=== Begin Enclosure ===

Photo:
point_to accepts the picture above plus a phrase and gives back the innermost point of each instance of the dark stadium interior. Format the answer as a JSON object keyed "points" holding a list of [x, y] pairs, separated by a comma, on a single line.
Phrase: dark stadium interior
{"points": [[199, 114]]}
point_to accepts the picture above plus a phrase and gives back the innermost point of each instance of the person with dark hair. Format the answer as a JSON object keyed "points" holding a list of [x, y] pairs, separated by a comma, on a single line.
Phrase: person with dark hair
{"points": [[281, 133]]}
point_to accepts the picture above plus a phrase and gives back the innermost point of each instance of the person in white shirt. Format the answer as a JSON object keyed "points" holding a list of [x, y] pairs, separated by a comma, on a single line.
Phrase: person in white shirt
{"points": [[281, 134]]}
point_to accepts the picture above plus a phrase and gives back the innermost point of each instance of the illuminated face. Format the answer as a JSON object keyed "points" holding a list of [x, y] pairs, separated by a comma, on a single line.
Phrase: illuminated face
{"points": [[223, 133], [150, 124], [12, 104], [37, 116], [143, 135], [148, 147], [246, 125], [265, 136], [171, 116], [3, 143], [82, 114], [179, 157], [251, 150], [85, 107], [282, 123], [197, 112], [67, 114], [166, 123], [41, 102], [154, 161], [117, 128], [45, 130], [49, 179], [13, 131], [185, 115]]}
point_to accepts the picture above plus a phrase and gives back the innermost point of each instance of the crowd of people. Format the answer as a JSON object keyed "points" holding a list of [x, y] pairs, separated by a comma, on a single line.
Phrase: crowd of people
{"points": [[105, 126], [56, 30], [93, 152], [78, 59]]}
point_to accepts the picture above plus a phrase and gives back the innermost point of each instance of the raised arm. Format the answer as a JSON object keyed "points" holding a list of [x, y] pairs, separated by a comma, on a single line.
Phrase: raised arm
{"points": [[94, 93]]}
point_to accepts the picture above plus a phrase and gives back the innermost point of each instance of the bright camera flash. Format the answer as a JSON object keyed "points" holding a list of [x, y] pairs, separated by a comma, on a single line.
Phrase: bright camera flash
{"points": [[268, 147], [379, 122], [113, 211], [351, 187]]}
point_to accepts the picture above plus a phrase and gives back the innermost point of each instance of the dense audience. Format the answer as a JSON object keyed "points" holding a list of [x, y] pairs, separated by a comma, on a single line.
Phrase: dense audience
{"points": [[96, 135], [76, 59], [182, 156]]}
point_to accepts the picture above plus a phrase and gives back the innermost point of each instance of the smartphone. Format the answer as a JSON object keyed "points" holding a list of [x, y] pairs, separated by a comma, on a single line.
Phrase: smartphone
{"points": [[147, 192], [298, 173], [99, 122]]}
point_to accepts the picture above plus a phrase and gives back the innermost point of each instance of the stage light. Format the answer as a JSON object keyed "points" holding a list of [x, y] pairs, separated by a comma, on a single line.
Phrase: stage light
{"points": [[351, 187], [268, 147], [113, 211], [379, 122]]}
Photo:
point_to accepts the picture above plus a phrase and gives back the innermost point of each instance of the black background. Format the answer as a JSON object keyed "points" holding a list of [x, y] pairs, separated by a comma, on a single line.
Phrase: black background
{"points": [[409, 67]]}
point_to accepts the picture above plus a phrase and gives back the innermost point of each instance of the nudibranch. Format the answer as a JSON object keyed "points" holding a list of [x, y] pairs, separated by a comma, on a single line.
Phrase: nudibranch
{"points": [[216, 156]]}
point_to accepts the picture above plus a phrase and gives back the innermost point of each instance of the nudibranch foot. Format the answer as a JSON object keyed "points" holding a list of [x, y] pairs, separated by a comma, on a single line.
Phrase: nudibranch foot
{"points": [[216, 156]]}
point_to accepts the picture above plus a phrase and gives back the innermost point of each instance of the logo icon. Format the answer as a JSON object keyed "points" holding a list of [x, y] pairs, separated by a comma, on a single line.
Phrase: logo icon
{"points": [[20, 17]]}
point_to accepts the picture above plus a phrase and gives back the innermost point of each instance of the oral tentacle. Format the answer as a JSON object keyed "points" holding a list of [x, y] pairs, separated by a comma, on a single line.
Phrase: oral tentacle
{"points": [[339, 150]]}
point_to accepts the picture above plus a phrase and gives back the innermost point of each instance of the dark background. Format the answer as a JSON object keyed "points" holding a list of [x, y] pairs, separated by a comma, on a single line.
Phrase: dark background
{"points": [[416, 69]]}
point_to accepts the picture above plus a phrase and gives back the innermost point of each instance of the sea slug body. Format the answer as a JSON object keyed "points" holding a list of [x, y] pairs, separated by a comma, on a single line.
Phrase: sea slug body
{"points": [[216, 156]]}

=== End Enclosure ===
=== Begin Enclosure ===

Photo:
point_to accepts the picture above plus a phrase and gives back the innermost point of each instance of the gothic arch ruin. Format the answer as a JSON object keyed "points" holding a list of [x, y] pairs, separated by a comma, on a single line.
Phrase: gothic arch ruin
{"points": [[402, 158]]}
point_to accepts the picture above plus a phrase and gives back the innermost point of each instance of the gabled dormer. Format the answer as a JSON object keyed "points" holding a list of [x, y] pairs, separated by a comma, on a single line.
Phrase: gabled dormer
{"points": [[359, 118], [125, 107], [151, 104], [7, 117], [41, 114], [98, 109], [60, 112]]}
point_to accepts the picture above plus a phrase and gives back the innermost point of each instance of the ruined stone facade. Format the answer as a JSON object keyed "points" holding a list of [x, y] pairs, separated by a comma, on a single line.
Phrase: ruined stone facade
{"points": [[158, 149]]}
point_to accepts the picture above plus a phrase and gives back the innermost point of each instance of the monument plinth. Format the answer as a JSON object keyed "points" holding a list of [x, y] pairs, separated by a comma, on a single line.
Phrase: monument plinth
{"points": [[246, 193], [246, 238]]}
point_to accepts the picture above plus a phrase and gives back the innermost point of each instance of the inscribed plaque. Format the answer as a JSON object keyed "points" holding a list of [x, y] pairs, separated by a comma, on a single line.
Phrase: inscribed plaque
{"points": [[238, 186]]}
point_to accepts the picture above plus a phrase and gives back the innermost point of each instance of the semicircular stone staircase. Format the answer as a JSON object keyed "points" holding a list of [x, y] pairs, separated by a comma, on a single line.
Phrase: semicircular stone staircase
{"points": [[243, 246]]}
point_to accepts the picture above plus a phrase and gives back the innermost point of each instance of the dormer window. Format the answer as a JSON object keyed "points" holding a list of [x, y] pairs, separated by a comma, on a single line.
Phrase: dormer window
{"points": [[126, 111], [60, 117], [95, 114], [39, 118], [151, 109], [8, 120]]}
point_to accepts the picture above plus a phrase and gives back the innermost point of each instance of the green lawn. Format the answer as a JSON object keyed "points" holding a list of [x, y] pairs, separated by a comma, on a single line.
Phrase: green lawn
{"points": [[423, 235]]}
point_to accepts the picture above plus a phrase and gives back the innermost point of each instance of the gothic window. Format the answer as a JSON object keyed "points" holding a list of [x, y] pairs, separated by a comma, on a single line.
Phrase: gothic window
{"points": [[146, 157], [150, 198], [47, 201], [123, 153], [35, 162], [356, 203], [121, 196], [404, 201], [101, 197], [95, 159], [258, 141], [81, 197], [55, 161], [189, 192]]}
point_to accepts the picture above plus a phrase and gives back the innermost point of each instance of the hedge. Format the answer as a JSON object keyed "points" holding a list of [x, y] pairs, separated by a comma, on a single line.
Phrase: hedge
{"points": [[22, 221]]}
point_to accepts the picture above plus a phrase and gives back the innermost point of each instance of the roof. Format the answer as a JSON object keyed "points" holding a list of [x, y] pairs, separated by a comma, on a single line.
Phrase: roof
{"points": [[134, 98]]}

=== End Enclosure ===

Go back to the listing above. Copy word for word the lines from the one with "Phrase: gabled dormer" through the one with "of the monument", and nothing more.

Phrase: gabled dormer
{"points": [[359, 118], [125, 107], [151, 104], [7, 117], [41, 114], [98, 109], [60, 112]]}
point_to accepts the picture above plus a phrase and gives back the innermost point of each instance of the ruined stone facade. Format the answer as a JSON object keyed "points" holding a list of [x, y] pairs, separated by a comma, on a single line.
Phrase: ruined stone facade
{"points": [[158, 149]]}
point_to accepts the picture above plus a phrase and gives back the innermost point of each instance of the monument plinth. Format the answer as a JSON object keyed "points" holding a list of [x, y] pairs, separated by a comma, on a single line.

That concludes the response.